That "naturalistic explanation" is only a step away from Darwin's natural selection. And, in fact, it probably is a version of natural selection, in that there's every reason to believe that Darwin was informed by Paley's work. Paley's books were used extensively in the undergraduate curriculum at Christ's College (Paley's college as well as Darwin's), and Darwin remembered them fondly in his autobiography. It shouldn't be surprising, then, that the questions Darwin was answering were ones that Paley had posed, and the observations he was making were ones that Paley had developed. Intelligent design wasn't something invented after Darwin to oppose him; rather, it was the context for, and a building block of, his work.

Intelligent design, then, is not some sort of anti-science, know-nothing idiocy. It's an important part of the history of science, and a necessary link in the development of Darwin's elegant theory of evolution. If birds are dinosaurs, Bill Nye is an intelligent design theologian.

That may be a bitter truth to swallow for some anti-Creationists. But the history of intelligent design raises even more uncomfortable questions for Biblical literalists like Ken Ham. Paley and his intelligent design predecessors were not, in any sense of the term, evangelical enthusiasts. On the contrary, the history of intelligent design, from Clarke through Darwin, is a history of creeping atheism. The early post-Newton forms of the argument were often associated with deism. Samuel Clarke was publicly censured for un-trinitarian opinions — he didn't believe in the divinity of Christ. Paley was cagey about his own theological commitments, but there's good reason to think they weren't far out of line with Clarke's— he caused a stir at Christ's College as a student when he proposed in a 1762 public debate to argue against the eternity of Hell's torments.

========================

## TASKS AND EXERCISES
**1)** From the passage on intelligent design, copy the stretch from "Intelligent design, then, is" through "intelligent design theologian.".
**2)** In the passage on intelligent design, what was Samuel Clarke publicly censured for?
**3)** Condense the paragraph of the passage on intelligent design that begins "That may be a bitter truth" into a short list, keeping its main facts.
Use only the passage on intelligent design for your responses.

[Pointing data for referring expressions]

========================

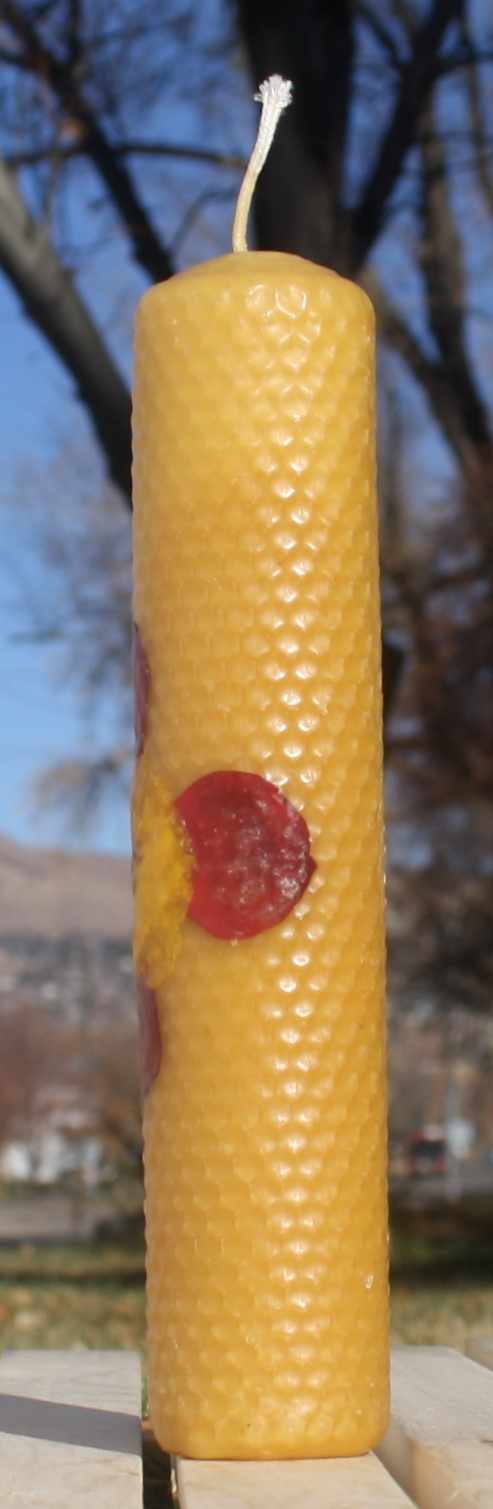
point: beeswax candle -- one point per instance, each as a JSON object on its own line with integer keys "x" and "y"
{"x": 258, "y": 655}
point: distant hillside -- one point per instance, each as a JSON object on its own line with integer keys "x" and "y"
{"x": 55, "y": 892}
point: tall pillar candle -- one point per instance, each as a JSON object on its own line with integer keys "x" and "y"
{"x": 260, "y": 889}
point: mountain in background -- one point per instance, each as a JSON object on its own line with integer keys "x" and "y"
{"x": 56, "y": 894}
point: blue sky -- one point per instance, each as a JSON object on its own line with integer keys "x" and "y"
{"x": 39, "y": 714}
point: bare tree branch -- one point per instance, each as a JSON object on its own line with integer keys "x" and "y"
{"x": 299, "y": 202}
{"x": 416, "y": 80}
{"x": 53, "y": 304}
{"x": 36, "y": 58}
{"x": 128, "y": 148}
{"x": 442, "y": 264}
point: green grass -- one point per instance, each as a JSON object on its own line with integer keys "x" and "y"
{"x": 94, "y": 1295}
{"x": 62, "y": 1296}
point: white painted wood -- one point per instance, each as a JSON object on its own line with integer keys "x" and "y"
{"x": 480, "y": 1349}
{"x": 70, "y": 1431}
{"x": 440, "y": 1440}
{"x": 347, "y": 1484}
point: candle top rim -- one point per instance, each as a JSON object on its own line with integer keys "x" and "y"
{"x": 255, "y": 267}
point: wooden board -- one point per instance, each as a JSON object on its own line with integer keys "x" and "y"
{"x": 481, "y": 1351}
{"x": 358, "y": 1484}
{"x": 70, "y": 1431}
{"x": 440, "y": 1440}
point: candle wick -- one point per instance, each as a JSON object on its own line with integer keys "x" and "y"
{"x": 275, "y": 94}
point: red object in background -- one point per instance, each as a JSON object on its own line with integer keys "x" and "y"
{"x": 150, "y": 1034}
{"x": 251, "y": 848}
{"x": 142, "y": 682}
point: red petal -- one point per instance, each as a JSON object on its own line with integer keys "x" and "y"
{"x": 150, "y": 1034}
{"x": 251, "y": 847}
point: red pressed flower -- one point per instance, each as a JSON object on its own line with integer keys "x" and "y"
{"x": 251, "y": 848}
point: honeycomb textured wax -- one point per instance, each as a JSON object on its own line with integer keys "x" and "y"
{"x": 257, "y": 604}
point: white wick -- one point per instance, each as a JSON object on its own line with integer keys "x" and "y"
{"x": 275, "y": 94}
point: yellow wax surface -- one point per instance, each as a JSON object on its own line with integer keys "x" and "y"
{"x": 257, "y": 599}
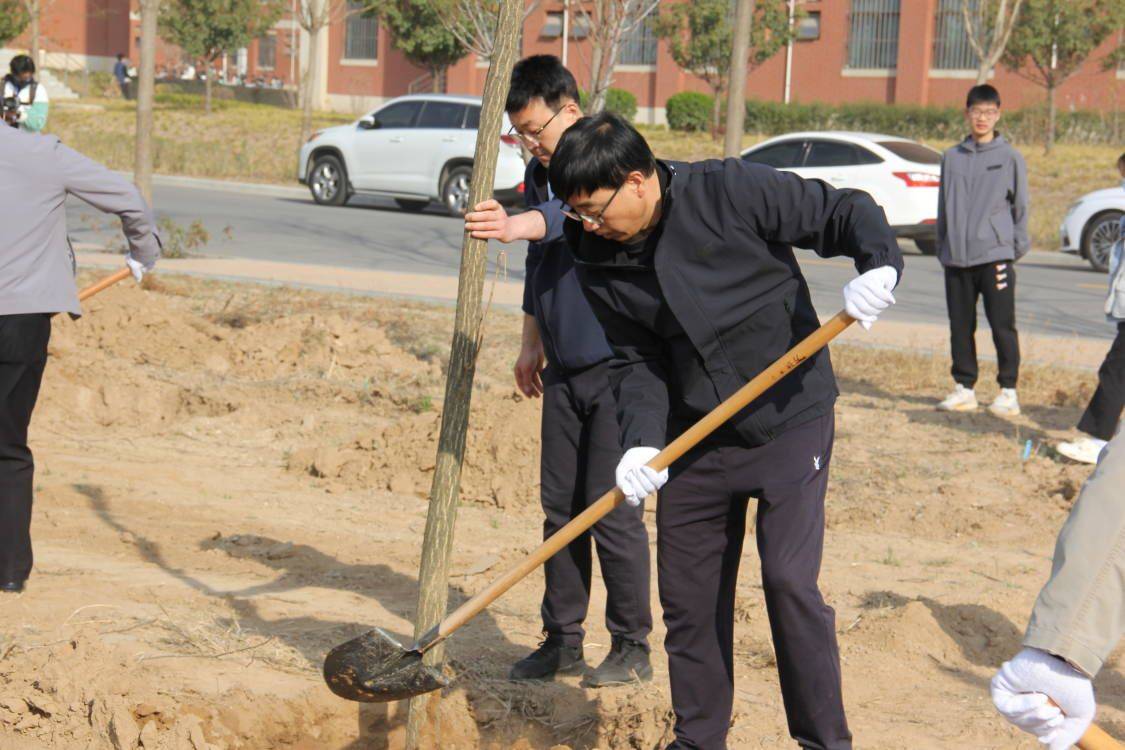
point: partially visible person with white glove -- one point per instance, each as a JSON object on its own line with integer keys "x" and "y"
{"x": 1046, "y": 689}
{"x": 870, "y": 294}
{"x": 636, "y": 479}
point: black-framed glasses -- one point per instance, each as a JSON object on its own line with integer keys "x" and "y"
{"x": 594, "y": 222}
{"x": 532, "y": 138}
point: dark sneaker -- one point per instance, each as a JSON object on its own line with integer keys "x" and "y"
{"x": 627, "y": 662}
{"x": 549, "y": 659}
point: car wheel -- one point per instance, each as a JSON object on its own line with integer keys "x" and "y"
{"x": 1098, "y": 238}
{"x": 926, "y": 246}
{"x": 327, "y": 181}
{"x": 412, "y": 206}
{"x": 455, "y": 190}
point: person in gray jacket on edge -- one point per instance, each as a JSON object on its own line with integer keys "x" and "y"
{"x": 1079, "y": 616}
{"x": 981, "y": 233}
{"x": 36, "y": 282}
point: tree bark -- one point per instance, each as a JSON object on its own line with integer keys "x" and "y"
{"x": 736, "y": 97}
{"x": 437, "y": 545}
{"x": 146, "y": 83}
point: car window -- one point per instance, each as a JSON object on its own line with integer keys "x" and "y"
{"x": 441, "y": 115}
{"x": 912, "y": 152}
{"x": 786, "y": 154}
{"x": 398, "y": 115}
{"x": 473, "y": 118}
{"x": 835, "y": 153}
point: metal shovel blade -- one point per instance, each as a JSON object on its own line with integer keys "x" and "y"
{"x": 376, "y": 668}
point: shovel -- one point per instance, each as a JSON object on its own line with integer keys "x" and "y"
{"x": 376, "y": 668}
{"x": 105, "y": 283}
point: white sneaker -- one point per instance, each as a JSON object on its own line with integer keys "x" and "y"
{"x": 1006, "y": 404}
{"x": 961, "y": 399}
{"x": 1083, "y": 450}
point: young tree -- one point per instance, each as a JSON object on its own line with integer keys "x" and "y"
{"x": 700, "y": 36}
{"x": 207, "y": 29}
{"x": 417, "y": 32}
{"x": 14, "y": 19}
{"x": 606, "y": 23}
{"x": 988, "y": 26}
{"x": 474, "y": 23}
{"x": 1053, "y": 38}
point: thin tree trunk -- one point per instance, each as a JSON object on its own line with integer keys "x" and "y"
{"x": 736, "y": 96}
{"x": 1049, "y": 144}
{"x": 146, "y": 84}
{"x": 309, "y": 82}
{"x": 438, "y": 543}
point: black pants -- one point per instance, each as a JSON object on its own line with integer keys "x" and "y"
{"x": 996, "y": 282}
{"x": 581, "y": 449}
{"x": 23, "y": 357}
{"x": 1105, "y": 408}
{"x": 701, "y": 518}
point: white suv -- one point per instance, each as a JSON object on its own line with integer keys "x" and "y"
{"x": 415, "y": 148}
{"x": 902, "y": 175}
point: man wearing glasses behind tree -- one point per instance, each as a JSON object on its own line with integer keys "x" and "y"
{"x": 581, "y": 443}
{"x": 981, "y": 233}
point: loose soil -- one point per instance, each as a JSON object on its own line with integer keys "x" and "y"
{"x": 232, "y": 479}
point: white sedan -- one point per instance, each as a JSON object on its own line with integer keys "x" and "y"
{"x": 1090, "y": 226}
{"x": 902, "y": 175}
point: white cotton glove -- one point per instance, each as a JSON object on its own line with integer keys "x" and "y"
{"x": 870, "y": 294}
{"x": 1023, "y": 690}
{"x": 137, "y": 268}
{"x": 636, "y": 479}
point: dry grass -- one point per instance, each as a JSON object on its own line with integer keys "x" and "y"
{"x": 259, "y": 143}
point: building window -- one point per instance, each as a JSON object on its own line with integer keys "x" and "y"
{"x": 638, "y": 45}
{"x": 267, "y": 52}
{"x": 873, "y": 43}
{"x": 952, "y": 51}
{"x": 361, "y": 34}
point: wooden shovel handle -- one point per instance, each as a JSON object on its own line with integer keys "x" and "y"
{"x": 577, "y": 526}
{"x": 105, "y": 283}
{"x": 1095, "y": 738}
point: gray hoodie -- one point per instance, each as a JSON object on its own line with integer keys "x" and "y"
{"x": 982, "y": 204}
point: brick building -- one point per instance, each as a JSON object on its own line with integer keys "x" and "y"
{"x": 884, "y": 51}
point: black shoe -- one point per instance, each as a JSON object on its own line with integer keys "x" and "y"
{"x": 627, "y": 662}
{"x": 549, "y": 659}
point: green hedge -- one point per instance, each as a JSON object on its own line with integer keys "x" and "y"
{"x": 618, "y": 101}
{"x": 690, "y": 111}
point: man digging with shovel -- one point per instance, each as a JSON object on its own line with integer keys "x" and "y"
{"x": 36, "y": 282}
{"x": 690, "y": 269}
{"x": 581, "y": 443}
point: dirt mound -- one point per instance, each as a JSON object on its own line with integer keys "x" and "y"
{"x": 501, "y": 460}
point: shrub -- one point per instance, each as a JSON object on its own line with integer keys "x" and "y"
{"x": 690, "y": 111}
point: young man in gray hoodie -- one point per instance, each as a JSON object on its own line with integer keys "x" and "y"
{"x": 981, "y": 233}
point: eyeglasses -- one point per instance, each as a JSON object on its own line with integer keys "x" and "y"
{"x": 594, "y": 222}
{"x": 532, "y": 138}
{"x": 979, "y": 113}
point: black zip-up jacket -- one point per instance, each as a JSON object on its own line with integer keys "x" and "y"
{"x": 572, "y": 336}
{"x": 725, "y": 264}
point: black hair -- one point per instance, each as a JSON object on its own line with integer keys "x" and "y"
{"x": 541, "y": 77}
{"x": 599, "y": 152}
{"x": 21, "y": 64}
{"x": 982, "y": 95}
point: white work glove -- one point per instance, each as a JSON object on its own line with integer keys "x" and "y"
{"x": 636, "y": 479}
{"x": 1023, "y": 690}
{"x": 870, "y": 294}
{"x": 137, "y": 268}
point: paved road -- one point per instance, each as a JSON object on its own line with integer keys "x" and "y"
{"x": 1055, "y": 294}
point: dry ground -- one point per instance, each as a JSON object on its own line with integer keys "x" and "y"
{"x": 232, "y": 479}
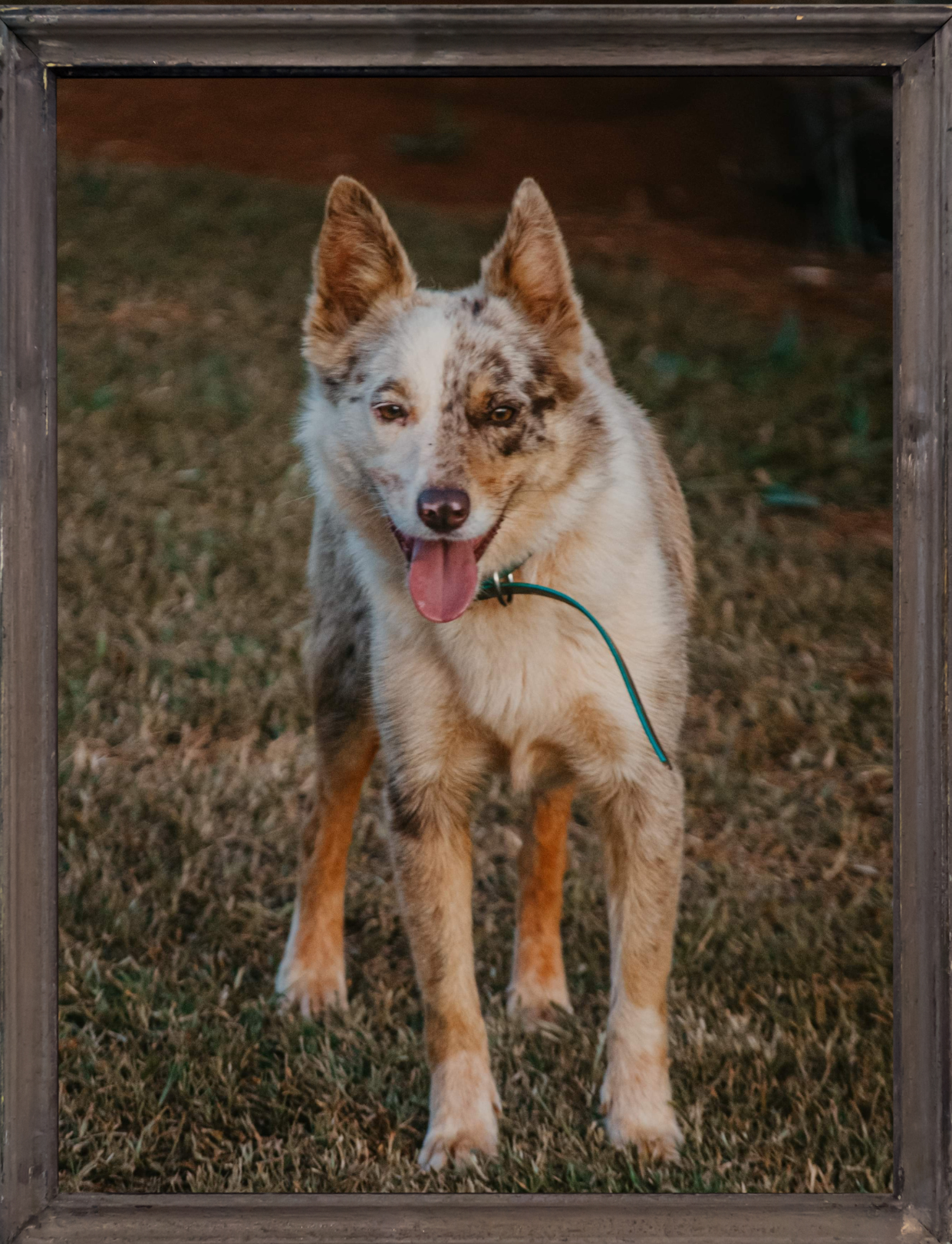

========================

## SOLUTIONS FOR EACH TASK
**1)**
Intelligent design, then, is not some sort of anti-science, know-nothing idiocy. It's an important part of the history of science, and a necessary link in the development of Darwin's elegant theory of evolution. If birds are dinosaurs, Bill Nye is an intelligent design theologian.

**2)** He was censured for un-trinitarian opinions, since he didn't believe in the divinity of Christ.

**3)**
- The history of intelligent design raises uncomfortable questions for Biblical literalists like Ken Ham.
- Paley and his predecessors were not evangelical enthusiasts; from Clarke through Darwin, the history is one of creeping atheism.
- Early post-Newton forms of the argument were often associated with deism.
- Samuel Clarke was publicly censured for un-trinitarian opinions, as he didn't believe in the divinity of Christ.
- Paley was cagey about his theology, but his views were likely close to Clarke's. As a student at Christ's College, he caused a stir by proposing, in a 1762 public debate, to argue against the eternity of Hell's torments.